WORK TO COMPLETE>
The expected output is the data itself, duplicated in full.

TASK DATA>
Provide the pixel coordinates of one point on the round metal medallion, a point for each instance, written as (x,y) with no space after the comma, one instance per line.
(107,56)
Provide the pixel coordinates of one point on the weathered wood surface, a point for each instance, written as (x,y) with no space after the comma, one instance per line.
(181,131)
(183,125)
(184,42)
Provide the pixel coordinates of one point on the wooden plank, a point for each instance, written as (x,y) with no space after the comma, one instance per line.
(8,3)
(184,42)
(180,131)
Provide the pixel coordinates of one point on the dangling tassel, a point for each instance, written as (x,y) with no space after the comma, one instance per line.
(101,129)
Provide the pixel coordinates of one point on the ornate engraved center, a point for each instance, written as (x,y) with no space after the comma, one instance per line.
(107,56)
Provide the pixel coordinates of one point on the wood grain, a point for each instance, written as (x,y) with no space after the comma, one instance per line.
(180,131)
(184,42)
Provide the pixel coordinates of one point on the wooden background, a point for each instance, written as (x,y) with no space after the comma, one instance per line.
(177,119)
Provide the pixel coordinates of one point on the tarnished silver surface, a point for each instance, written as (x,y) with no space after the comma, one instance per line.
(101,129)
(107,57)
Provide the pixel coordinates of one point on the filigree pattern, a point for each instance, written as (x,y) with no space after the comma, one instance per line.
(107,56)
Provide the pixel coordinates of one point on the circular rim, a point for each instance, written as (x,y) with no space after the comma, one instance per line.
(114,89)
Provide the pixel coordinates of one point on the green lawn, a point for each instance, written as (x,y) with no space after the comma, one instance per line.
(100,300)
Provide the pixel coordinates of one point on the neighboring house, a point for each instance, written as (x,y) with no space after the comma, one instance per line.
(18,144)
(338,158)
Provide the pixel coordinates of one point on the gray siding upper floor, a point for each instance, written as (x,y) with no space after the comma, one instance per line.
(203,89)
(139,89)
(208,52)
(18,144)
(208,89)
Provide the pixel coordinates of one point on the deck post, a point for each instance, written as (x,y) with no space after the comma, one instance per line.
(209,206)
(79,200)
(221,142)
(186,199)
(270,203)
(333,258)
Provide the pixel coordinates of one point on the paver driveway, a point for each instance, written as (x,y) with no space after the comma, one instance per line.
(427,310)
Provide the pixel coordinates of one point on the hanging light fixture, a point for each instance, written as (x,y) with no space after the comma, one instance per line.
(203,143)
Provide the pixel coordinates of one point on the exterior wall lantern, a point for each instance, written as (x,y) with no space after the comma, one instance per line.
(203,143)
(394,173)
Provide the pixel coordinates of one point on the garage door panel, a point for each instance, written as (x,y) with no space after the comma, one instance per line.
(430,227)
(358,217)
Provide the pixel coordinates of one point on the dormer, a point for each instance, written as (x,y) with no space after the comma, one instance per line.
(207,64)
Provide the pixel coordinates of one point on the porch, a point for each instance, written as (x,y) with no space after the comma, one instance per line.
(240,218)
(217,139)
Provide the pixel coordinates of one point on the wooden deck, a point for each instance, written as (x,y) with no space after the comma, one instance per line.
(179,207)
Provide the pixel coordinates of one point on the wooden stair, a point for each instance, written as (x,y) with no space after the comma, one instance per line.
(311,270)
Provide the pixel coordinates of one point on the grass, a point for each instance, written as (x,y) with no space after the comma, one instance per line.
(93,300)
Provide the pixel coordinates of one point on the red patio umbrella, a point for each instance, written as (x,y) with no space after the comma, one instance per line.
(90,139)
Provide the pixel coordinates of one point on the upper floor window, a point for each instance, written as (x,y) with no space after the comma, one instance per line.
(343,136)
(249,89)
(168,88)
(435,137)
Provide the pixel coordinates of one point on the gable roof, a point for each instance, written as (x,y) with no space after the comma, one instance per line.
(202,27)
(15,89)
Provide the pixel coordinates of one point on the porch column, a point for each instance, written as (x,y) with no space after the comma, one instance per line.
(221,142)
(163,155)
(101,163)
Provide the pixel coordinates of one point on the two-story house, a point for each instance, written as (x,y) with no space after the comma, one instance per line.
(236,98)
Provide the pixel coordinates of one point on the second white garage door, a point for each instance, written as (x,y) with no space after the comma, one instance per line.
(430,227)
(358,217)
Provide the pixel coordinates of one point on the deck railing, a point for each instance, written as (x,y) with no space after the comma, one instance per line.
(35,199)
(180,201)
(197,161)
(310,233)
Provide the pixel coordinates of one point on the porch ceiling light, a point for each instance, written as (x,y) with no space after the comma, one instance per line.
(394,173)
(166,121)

THE ANSWER>
Provide the pixel coordinates of one point on the round metal medallion, a point for each instance, written as (x,y) with no space after the comma, one instance per line.
(107,56)
Provide the pixel coordinates of one point on the weathered wood surface, a point for each instance, written as (x,y) with no space after the comma, one instance per line.
(181,131)
(183,125)
(184,42)
Provide the pixel coordinates of one point on the wooden plank, a point for each instance, written as (x,y) with no space after the comma, one instance per line.
(8,3)
(184,42)
(180,131)
Provide the pixel coordinates of one point on the dangling tassel, a point for each instance, written as (x,y) with no space after the comma, one instance per line.
(101,129)
Provide the pixel coordinates of one point on the ornate engraved center, a point for each instance, written as (x,y) with no space after the comma, one instance per line.
(107,56)
Provide the pixel coordinates of one point on the wood grain, a point for each instance, written as (x,y) with no space after the comma, one instance per line.
(180,131)
(184,42)
Provide the pixel coordinates of one point on the wooden background, a point for each instance, written as (x,y) with no space after the comma, one instance per line.
(177,119)
Provide the pixel coordinates of one point on the tarnished silver surface, a point for each instance, written as (x,y) with no space after the comma, one instance per line.
(101,129)
(107,57)
Provide the pixel coordinates of one point on the filigree pattern, a point for each instance, written as (x,y) with no space after the comma, one instance per line.
(107,56)
Provide the pixel coordinates of one point on the circular rim, a point for each instance, written as (x,y) with no space after the comma, one instance per line.
(114,89)
Provide the pixel coordinates of one point on the green lawn, a point for each instance, written as (x,y) with no space after the comma, one instance per line.
(100,300)
Provide the pixel coordinates of one point on the neighboring house, a point for each instance, written as (x,y) with no space after the comma, one instance per line.
(18,144)
(338,158)
Provide the pixel coordinates of one point on the gray siding upper floor, a point for each instance, written as (x,y) with no space after the comma, one instance per line.
(203,89)
(139,89)
(208,52)
(18,144)
(208,89)
Provide the pixel coordinates of one point on the deck post, a point for each instance, written as (x,y) with no space after the comma, one instance per line.
(209,206)
(79,200)
(221,142)
(186,199)
(270,203)
(333,258)
Provide the pixel coordinates of one point on the paver driveway, a point for each instance, written as (x,y) with no space after the comma, one instance per line.
(427,310)
Provide the pixel coordinates of one point on the hanging light fixture, a point for each instance, written as (x,y) with no space after the comma, one instance per line.
(203,143)
Provide the pixel coordinates of one point on the exterior wall lantern, a point for each instance, written as (x,y) with no space after the comma, one instance per line.
(203,143)
(394,173)
Provide the pixel coordinates of one point on the garage door panel, a point for each instance, written as (x,y) with no space after the comma, one instance per line.
(430,227)
(358,217)
Provide the pixel coordinates of one point on the dormer, a point for each instance, written as (x,y) with no space after the comma, one instance per line.
(207,64)
Provide the pixel coordinates of one point on the porch, a point for each instance, written as (x,y) with no space after the comma, one instance per line.
(240,218)
(217,139)
Provide the pixel coordinates of one point on the wooden deck, a point for each instance, written as (x,y) with no space after the comma, one instance per line.
(179,207)
Provide the pixel coordinates of one point on the wooden stair, a point for each instance, written as (x,y) with no space after the comma, one instance per line.
(311,270)
Provide the pixel coordinates of one point on the grass, a point for each instance, written as (x,y) with no space after the comma, one instance per line.
(93,300)
Provide the pixel coordinates of one point on the red patio umbrella, a point for each instance, written as (x,y) with no space after the comma, one instance per line.
(90,139)
Provide the pixel coordinates of one point on the upper floor window, a point for each instance, written as (x,y) with no space after the comma, one instance per line.
(343,136)
(249,89)
(168,88)
(435,137)
Provide the pixel coordinates of one point on the gable roof, a point for each instance, written as (x,y) with no space after the comma, one instance per line.
(202,27)
(15,89)
Provide the pixel coordinates of one point on the porch column, a point for each instance, written as (x,y) with no space after the comma, one instance per line.
(221,142)
(163,155)
(101,163)
Provide the pixel coordinates of one point on the two-story house, a point for each instance, written as (x,y) with no space after the comma, one instance per line.
(236,98)
Provide the pixel coordinates of one point on the second white garage door, a point for each instance, written as (x,y) with no space after the comma, one instance per line.
(430,227)
(358,217)
Provide the pixel coordinates of one point on the deck railing, a point for each instance, written as (x,y) with no space after the comma, one instance per line.
(35,199)
(180,201)
(197,161)
(310,233)
Provide the pixel coordinates of one point on the porch ceiling light, a point for each instance, written as (x,y) with no space after the comma, one instance per line.
(394,173)
(166,121)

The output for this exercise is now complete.